§ **抜粋本文**
“私は誰のために家事をしているの?”
疲れやすい私にとって、生活を整えることは自分が生きるための“土台”だった。
だけど、結婚して“自分のため”から“二人のため”になった家事。
家事を自分事に考える夫がいても、一人で勝手に意気込んで、疲れて、恨みがましくなっていた。
これは、「やらなきゃ」に疲れた私が“心地よい家事との距離感”を見つけた1年の記録です。
なぜ家事につかれていたのか
私は夫と地方で二人暮らしをしています。
30代半ばで、10年以上続けた正社員の仕事を辞めて一年が経ちました。
働き方に限界を感じて、自分を見つめ直すために退職を選びました。
パートナーと家事
夫は、家事にとても協力的です。
自分事と考えているので、結婚当初から「手伝う」ではなく
「苦手な家事を教えてほしい。体調が悪い時も教えてほしい。お互い苦手なものは外注したり、話し合おう」
と言ってくれています。
(「朝が苦手」と伝えたら、夫は私よりも早く起きてゴミ捨てや朝食の準備を毎回しています。)
でも、ここで大きな問題がありました。
当時の私は自分の感情や体調がわからなかったのです。(自分の感情を取り戻した話は過去記事参照)
なので、自分が苦手な家事が「わからない」。
体調が悪くても倒れる直前まで「わからない」。
実際に熱が出ても倒れる直前まで家事をしていました。
さらに、自分の感情よりも「状況を改善」を優先する癖があり、状況が悪化していました。
なので、時間の都合等の明確な理由がない限り、家事を自分がした方がスムーズに回る、と考えてしまっていました。
自分が“わからない”から、限界まで家事をしていた
“できる・できない”じゃなく、“わからないから、やってしまう”。
身体が限界を迎えるまで、わからずに“やってしまう”を繰り返していました。

§ **やること**
1. 家事についての文章から、「と言ってくれています。」を含む語句で始まり「ムーズに回る、と考えてしまっていました。」で終わる部分を、一字一句変えずに書き写してください。
2. 家事についての文章をもとに、次の問いに答えよ。
(a) 退職する前、正社員の仕事を何年以上続けていたか。
(b) 「朝が苦手」と伝えたあと、夫が毎回していることは何か。
(c) 実際に熱が出たとき、いつまで家事をしていたか。
3. 家事についての文章で「」に囲まれている語句をすべて挙げよ。同じ語句は一度だけ書くこと。

[位置ラベル付けの記録]

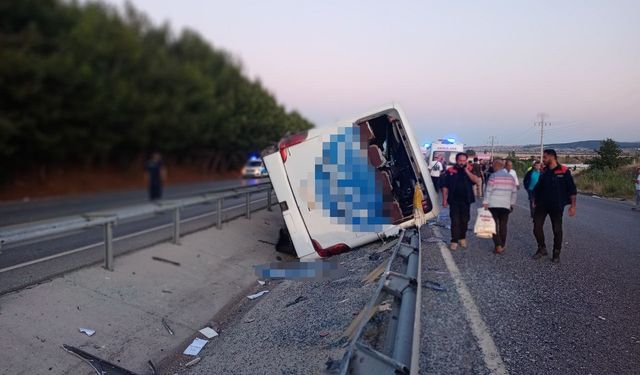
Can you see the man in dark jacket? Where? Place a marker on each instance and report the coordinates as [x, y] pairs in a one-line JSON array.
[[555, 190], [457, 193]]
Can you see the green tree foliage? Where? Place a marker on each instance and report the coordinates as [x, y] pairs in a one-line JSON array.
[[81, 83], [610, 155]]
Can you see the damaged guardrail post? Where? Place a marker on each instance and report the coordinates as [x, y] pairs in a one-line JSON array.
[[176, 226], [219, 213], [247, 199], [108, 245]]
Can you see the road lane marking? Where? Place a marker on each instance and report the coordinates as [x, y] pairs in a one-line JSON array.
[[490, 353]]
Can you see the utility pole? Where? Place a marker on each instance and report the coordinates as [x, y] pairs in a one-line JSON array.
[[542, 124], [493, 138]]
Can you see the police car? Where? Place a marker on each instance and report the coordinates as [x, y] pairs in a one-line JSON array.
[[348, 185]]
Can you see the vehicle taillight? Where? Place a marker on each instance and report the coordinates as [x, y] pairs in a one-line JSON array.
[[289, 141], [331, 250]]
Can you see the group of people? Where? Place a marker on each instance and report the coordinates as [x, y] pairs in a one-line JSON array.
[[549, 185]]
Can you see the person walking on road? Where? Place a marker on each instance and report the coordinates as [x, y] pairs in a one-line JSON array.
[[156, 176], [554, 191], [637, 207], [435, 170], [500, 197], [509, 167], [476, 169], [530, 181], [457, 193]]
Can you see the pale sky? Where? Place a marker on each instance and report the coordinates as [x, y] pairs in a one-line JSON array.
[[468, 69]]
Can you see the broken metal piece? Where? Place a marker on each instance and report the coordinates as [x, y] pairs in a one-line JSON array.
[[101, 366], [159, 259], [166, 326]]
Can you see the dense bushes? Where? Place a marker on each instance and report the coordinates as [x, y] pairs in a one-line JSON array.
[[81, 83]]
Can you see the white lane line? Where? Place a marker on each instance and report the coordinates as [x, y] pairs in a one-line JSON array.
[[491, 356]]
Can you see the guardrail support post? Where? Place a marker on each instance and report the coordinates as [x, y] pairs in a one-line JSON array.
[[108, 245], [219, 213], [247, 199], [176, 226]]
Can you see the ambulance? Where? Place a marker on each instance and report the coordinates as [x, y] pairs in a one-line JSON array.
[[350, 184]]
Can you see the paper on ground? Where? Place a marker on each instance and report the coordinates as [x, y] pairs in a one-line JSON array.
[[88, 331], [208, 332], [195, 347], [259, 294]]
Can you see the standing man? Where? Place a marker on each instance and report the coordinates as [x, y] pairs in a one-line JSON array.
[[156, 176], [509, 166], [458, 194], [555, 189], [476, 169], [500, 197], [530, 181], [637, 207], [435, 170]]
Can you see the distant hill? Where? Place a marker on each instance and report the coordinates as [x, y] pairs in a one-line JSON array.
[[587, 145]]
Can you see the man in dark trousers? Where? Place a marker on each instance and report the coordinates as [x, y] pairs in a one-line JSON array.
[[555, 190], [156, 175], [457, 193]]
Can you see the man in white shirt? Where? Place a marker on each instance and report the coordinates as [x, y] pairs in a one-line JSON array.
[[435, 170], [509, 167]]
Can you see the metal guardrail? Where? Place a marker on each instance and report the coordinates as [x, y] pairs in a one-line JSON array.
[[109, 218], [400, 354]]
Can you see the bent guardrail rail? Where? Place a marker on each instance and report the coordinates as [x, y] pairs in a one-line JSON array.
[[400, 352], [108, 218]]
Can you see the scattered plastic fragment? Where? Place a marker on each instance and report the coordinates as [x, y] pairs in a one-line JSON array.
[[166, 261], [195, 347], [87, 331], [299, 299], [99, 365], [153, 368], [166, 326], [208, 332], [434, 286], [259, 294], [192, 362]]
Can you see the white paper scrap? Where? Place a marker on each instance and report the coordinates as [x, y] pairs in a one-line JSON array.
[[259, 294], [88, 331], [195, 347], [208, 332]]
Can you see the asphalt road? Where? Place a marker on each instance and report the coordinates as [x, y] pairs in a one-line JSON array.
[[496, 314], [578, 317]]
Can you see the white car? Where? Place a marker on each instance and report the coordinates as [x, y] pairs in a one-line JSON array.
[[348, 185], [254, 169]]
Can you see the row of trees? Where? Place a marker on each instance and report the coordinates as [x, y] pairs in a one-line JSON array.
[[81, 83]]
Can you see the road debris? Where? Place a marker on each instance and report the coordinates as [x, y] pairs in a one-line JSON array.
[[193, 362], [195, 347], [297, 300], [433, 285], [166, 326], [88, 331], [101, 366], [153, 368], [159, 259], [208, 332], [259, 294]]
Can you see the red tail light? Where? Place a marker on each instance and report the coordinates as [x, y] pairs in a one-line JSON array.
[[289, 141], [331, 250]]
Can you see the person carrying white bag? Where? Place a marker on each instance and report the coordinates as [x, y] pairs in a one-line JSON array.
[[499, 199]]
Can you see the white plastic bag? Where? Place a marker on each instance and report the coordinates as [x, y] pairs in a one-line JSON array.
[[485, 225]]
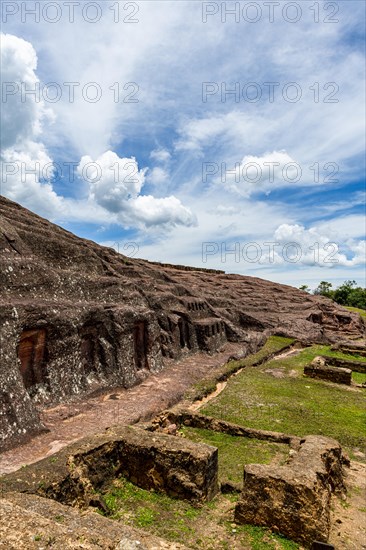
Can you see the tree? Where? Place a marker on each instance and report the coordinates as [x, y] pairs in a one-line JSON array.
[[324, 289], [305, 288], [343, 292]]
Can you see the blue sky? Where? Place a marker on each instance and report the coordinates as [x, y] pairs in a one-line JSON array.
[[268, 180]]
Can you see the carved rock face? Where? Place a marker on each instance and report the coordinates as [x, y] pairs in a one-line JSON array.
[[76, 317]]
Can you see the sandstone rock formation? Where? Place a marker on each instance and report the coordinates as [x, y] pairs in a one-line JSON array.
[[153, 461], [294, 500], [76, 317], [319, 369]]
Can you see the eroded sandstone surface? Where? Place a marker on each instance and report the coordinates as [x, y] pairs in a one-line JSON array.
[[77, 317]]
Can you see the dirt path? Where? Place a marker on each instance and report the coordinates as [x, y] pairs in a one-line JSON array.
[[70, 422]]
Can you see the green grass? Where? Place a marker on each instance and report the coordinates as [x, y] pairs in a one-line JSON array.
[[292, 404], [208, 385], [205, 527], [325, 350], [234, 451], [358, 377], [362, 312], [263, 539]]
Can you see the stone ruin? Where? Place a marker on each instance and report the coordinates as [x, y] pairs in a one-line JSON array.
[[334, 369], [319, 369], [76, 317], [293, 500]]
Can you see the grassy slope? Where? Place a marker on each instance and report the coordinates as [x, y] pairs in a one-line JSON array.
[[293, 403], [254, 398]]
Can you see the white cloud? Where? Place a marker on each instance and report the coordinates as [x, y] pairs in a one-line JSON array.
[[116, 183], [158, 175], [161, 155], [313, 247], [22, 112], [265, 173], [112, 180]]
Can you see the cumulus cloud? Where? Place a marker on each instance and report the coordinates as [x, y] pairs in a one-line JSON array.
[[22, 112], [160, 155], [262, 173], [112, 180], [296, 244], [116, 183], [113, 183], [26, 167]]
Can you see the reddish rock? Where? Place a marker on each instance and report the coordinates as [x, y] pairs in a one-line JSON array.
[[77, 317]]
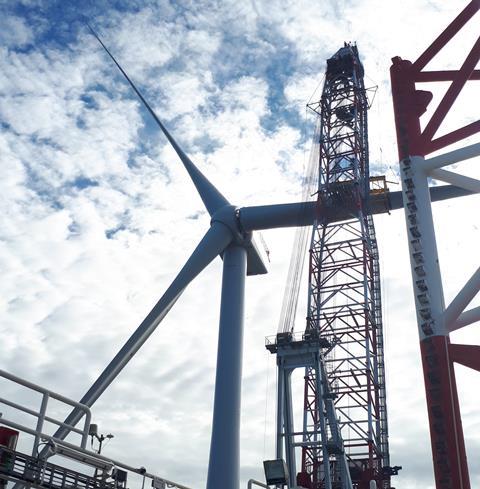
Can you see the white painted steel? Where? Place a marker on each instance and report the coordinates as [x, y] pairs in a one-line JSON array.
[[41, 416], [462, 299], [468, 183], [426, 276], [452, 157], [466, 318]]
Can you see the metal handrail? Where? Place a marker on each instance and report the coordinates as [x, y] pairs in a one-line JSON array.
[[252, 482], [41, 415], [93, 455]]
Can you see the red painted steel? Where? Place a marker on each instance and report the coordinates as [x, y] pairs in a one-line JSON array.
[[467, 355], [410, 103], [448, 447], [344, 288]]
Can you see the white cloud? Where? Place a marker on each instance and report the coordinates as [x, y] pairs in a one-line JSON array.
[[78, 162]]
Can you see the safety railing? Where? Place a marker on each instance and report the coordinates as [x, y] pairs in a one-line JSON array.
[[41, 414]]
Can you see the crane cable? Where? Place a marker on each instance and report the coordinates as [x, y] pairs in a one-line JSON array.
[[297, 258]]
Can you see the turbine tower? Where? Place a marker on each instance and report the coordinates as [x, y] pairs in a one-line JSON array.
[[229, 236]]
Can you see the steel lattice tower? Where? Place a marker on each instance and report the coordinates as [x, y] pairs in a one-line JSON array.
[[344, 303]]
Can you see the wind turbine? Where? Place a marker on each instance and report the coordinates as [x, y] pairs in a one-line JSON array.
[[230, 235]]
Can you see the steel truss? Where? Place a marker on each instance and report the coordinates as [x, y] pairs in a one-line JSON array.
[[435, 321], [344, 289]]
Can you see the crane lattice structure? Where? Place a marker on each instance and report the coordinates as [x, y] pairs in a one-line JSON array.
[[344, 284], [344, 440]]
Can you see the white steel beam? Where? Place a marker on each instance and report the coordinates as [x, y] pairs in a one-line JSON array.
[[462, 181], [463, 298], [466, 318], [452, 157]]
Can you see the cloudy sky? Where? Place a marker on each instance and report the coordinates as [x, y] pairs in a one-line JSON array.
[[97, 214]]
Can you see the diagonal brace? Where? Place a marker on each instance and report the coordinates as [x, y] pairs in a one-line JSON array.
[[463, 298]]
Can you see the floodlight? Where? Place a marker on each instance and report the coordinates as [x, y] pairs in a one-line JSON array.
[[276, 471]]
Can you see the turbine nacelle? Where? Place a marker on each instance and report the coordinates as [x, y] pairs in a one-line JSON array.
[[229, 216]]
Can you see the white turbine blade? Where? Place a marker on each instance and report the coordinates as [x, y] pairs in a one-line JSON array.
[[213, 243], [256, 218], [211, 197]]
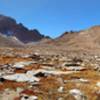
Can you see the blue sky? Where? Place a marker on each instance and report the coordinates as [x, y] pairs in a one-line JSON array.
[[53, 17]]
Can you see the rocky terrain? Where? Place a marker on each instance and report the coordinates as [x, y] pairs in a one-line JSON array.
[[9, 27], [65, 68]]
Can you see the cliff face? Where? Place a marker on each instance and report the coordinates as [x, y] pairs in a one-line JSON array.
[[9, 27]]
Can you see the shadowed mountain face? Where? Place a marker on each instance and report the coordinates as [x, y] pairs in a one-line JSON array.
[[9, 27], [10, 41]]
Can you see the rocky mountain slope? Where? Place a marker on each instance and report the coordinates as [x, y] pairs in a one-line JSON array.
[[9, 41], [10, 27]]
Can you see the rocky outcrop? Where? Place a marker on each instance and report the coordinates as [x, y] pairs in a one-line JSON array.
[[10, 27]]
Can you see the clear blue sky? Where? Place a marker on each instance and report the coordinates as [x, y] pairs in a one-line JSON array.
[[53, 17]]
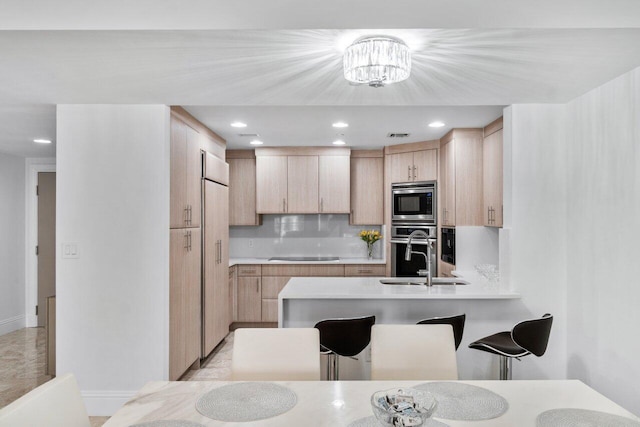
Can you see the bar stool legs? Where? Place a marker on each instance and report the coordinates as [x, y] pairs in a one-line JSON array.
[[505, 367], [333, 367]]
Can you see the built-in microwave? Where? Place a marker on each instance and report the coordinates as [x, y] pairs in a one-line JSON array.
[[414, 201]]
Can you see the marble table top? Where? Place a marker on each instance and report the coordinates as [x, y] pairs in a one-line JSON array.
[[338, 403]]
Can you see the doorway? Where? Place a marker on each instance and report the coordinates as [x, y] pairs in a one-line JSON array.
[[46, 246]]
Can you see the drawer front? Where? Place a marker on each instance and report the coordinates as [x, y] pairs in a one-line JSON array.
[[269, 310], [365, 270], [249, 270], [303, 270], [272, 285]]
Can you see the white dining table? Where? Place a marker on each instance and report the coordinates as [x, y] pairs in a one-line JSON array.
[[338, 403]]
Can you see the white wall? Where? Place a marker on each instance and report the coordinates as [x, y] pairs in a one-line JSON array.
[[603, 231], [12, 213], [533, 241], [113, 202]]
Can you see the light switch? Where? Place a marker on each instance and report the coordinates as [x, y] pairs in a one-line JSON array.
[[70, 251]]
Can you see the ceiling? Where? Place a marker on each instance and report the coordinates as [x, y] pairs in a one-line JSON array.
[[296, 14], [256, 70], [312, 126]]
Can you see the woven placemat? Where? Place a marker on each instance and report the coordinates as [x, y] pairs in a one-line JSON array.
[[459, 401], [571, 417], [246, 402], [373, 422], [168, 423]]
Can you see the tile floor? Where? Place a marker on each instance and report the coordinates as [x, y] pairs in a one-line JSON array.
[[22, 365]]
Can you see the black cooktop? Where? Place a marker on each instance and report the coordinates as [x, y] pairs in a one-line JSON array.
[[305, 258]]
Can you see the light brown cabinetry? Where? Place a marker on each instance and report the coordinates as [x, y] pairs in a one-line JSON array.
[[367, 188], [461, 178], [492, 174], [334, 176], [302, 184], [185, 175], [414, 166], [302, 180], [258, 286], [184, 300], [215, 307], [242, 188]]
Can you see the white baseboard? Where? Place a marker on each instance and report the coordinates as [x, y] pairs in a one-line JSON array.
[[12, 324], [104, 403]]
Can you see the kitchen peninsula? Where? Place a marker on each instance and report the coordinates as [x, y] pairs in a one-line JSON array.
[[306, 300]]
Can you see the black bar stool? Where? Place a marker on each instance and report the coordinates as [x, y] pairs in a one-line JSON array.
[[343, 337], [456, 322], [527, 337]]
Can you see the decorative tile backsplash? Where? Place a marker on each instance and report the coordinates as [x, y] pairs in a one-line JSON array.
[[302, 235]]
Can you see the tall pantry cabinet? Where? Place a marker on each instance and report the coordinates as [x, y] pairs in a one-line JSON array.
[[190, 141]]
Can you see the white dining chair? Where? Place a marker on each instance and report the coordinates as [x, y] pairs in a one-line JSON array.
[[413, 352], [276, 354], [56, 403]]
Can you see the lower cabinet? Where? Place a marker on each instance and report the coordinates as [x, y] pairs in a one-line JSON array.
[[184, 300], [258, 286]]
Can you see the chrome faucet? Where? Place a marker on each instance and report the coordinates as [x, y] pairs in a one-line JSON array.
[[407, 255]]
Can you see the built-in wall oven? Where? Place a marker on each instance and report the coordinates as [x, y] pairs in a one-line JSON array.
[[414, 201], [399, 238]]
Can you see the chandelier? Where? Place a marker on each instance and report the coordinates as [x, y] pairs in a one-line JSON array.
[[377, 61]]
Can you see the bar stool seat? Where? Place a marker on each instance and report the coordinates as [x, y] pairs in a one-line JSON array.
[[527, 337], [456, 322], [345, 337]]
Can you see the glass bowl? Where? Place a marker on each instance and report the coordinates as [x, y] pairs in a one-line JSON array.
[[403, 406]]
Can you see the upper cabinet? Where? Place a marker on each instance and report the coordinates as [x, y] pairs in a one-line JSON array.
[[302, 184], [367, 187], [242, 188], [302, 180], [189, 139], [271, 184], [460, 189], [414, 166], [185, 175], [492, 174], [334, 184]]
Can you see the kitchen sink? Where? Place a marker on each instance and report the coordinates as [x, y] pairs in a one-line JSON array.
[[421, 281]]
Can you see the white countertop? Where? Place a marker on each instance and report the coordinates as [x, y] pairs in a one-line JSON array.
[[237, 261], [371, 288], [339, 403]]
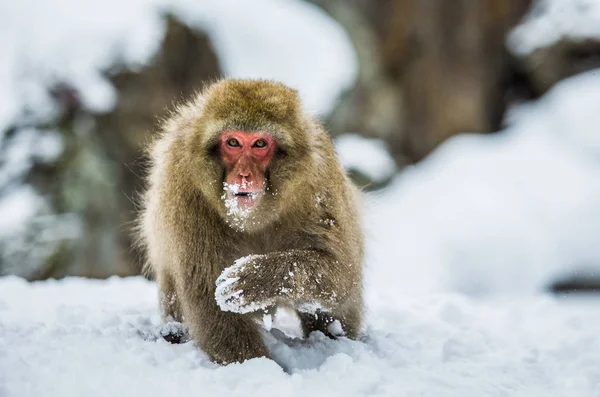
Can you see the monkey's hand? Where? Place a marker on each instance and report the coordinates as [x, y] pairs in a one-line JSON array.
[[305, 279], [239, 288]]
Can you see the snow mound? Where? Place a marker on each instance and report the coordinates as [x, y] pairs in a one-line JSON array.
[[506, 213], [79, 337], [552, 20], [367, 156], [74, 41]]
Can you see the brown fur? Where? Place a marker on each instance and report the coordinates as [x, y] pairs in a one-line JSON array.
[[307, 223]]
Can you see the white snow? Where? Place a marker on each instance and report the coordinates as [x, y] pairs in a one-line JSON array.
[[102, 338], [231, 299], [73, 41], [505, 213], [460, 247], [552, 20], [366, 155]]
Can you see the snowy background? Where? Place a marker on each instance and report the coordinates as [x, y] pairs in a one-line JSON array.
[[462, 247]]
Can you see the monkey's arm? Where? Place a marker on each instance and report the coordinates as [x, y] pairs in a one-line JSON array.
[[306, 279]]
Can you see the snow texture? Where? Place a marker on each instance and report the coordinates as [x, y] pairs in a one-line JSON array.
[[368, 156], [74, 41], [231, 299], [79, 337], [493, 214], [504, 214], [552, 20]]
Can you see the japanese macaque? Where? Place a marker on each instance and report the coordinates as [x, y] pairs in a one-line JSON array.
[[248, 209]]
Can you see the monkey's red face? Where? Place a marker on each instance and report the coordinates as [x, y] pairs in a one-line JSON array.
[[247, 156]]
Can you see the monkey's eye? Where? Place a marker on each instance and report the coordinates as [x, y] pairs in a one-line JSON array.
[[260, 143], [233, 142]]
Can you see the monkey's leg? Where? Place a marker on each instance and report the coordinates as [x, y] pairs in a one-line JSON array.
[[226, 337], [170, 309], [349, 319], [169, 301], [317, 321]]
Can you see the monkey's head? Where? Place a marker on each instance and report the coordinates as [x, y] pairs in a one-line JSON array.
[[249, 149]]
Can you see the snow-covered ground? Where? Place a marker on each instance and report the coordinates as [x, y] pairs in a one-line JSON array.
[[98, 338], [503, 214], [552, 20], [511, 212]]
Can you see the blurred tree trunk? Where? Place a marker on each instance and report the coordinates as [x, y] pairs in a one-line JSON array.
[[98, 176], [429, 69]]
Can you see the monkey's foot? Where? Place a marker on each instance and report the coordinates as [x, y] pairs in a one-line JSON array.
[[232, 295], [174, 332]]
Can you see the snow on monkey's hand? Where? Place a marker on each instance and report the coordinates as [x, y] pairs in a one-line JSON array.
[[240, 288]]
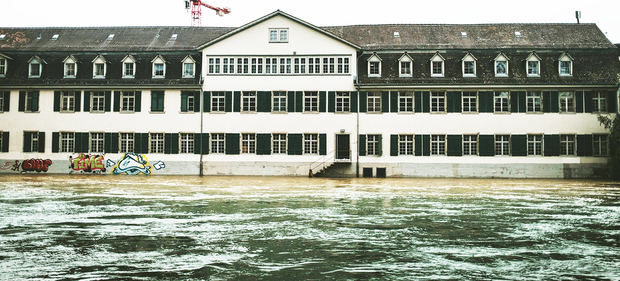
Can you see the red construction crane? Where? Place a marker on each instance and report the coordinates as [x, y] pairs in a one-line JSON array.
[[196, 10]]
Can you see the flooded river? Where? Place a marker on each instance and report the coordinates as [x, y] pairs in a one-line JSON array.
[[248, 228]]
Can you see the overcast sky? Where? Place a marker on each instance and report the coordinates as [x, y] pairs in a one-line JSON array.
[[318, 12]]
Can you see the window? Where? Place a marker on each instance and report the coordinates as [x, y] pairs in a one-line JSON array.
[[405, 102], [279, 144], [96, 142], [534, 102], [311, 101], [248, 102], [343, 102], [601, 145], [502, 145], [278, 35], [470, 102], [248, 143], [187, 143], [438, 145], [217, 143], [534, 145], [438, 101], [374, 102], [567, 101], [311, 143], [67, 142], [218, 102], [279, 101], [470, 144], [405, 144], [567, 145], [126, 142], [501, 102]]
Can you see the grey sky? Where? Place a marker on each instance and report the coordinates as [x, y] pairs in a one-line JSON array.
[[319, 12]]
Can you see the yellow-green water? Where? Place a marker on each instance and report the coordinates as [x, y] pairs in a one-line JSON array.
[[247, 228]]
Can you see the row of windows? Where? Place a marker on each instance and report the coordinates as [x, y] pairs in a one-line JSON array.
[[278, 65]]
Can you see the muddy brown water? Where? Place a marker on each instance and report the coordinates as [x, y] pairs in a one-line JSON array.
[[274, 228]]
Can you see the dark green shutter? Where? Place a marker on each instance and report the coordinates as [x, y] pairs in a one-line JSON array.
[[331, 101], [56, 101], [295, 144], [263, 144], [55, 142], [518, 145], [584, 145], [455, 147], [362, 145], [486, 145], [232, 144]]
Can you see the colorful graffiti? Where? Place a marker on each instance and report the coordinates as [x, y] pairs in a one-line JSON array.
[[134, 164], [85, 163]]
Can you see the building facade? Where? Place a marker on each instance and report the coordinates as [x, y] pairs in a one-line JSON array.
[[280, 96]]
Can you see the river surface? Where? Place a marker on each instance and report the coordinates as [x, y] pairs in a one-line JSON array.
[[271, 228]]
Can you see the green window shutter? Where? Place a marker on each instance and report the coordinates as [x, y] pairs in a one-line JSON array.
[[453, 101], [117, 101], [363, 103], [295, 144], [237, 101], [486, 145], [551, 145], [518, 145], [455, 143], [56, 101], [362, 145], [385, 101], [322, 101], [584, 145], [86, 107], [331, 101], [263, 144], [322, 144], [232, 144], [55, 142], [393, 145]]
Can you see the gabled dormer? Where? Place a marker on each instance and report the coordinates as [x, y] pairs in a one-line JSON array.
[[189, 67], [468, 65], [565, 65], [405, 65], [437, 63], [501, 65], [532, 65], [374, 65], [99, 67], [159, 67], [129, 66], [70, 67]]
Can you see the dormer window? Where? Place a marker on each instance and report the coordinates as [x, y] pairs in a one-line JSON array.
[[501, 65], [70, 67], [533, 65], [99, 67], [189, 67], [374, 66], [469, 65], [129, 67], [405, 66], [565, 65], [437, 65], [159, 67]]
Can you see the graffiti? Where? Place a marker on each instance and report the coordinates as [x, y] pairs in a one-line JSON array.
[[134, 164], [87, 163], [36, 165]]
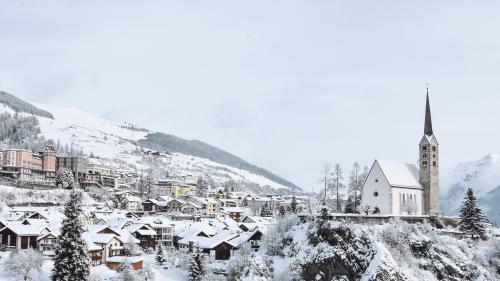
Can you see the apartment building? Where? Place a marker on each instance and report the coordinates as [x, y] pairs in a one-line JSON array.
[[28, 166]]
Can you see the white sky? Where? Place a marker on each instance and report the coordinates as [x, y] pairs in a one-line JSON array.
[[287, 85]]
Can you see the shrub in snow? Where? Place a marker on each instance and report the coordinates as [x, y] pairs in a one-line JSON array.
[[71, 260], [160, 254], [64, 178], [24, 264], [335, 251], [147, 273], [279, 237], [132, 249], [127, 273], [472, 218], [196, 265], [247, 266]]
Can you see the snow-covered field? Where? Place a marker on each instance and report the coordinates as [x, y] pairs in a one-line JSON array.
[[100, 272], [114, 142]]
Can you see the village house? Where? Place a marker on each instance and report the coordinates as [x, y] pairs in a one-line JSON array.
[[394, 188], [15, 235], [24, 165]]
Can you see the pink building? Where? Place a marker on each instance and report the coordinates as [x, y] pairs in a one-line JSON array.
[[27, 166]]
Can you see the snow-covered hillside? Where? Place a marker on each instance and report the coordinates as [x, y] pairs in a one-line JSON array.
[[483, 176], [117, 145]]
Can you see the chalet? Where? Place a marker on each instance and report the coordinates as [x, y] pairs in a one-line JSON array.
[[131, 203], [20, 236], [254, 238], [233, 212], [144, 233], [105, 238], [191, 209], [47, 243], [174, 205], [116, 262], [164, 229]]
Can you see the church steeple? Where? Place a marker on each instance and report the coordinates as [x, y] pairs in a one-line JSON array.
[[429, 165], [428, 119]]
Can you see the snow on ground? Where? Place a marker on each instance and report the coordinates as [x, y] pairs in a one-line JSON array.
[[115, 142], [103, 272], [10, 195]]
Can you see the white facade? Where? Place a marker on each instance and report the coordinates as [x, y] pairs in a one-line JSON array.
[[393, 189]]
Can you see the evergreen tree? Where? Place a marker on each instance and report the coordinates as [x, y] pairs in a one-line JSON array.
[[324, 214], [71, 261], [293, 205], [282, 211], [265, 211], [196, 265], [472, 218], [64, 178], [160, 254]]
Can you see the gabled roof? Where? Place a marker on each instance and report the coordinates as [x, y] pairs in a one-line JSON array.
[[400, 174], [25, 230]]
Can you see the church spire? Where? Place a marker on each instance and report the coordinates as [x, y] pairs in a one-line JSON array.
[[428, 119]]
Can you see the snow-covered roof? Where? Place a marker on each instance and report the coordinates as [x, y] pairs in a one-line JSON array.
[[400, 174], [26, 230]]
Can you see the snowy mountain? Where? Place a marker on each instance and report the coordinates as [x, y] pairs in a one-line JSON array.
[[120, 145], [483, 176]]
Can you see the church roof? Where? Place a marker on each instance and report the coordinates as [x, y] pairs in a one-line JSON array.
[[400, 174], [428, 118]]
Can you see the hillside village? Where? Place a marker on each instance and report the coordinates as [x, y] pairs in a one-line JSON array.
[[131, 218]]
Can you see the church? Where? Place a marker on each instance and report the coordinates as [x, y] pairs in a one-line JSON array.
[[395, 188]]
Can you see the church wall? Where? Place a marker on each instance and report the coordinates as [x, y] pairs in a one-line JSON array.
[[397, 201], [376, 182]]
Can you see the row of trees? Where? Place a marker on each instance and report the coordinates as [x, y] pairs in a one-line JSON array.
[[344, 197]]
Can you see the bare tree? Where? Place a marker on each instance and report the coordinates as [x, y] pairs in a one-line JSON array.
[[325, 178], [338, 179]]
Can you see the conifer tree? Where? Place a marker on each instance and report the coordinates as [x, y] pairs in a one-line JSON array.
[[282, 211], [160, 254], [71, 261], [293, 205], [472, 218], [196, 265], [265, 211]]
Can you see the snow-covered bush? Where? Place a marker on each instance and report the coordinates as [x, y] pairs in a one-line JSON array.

§ **解答一覧**
1.
と言ってくれています。
(「朝が苦手」と伝えたら、夫は私よりも早く起きてゴミ捨てや朝食の準備を毎回しています。)
でも、ここで大きな問題がありました。
当時の私は自分の感情や体調がわからなかったのです。(自分の感情を取り戻した話は過去記事参照)
なので、自分が苦手な家事が「わからない」。
体調が悪くても倒れる直前まで「わからない」。
実際に熱が出ても倒れる直前まで家事をしていました。
さらに、自分の感情よりも「状況を改善」を優先する癖があり、状況が悪化していました。
なので、時間の都合等の明確な理由がない限り、家事を自分がした方がスムーズに回る、と考えてしまっていました。

2.
(a) 10年以上
(b) ゴミ捨てや朝食の準備
(c) 倒れる直前まで

3.
やらなきゃ
手伝う
苦手な家事を教えてほしい。体調が悪い時も教えてほしい。お互い苦手なものは外注したり、話し合おう
朝が苦手
わからない
状況を改善